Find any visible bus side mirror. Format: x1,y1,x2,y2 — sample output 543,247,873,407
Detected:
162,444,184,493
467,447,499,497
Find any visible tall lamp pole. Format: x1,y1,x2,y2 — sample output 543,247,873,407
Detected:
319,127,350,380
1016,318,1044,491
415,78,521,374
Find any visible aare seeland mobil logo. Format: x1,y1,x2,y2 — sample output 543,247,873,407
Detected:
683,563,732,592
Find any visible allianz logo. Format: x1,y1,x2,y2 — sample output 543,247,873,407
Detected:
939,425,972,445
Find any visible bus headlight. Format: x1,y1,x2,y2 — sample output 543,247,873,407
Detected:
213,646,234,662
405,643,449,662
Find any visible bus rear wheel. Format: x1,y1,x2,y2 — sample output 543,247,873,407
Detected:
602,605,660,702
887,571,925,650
● ● ●
→ Task details:
Write the material out once more, keeping each line exact.

→ Result of this task:
Find any visible bus side mirror. Format: x1,y1,x2,y2 — sample output 543,247,873,407
Detected:
162,444,184,493
467,447,499,497
Find any visible tall lamp pole. Format: x1,y1,x2,y2 — sample output 543,247,873,407
Detected:
319,127,350,380
1016,318,1044,491
415,78,521,374
Find any visible aare seeland mobil logo. Format: x1,y1,x2,y2 — sample output 543,247,873,407
Detected:
683,563,732,592
Find any visible allianz logo. Format: x1,y1,x2,y2 — sample output 543,247,873,407
Detected:
939,425,972,445
Find any visible bus headlight. Format: x1,y1,x2,y2 — sample output 543,247,873,407
Detected:
213,646,234,662
405,643,449,662
Find any visible bus rear wheel. Format: x1,y1,x2,y2 — sample output 543,247,873,407
Detected:
602,605,660,702
887,571,925,650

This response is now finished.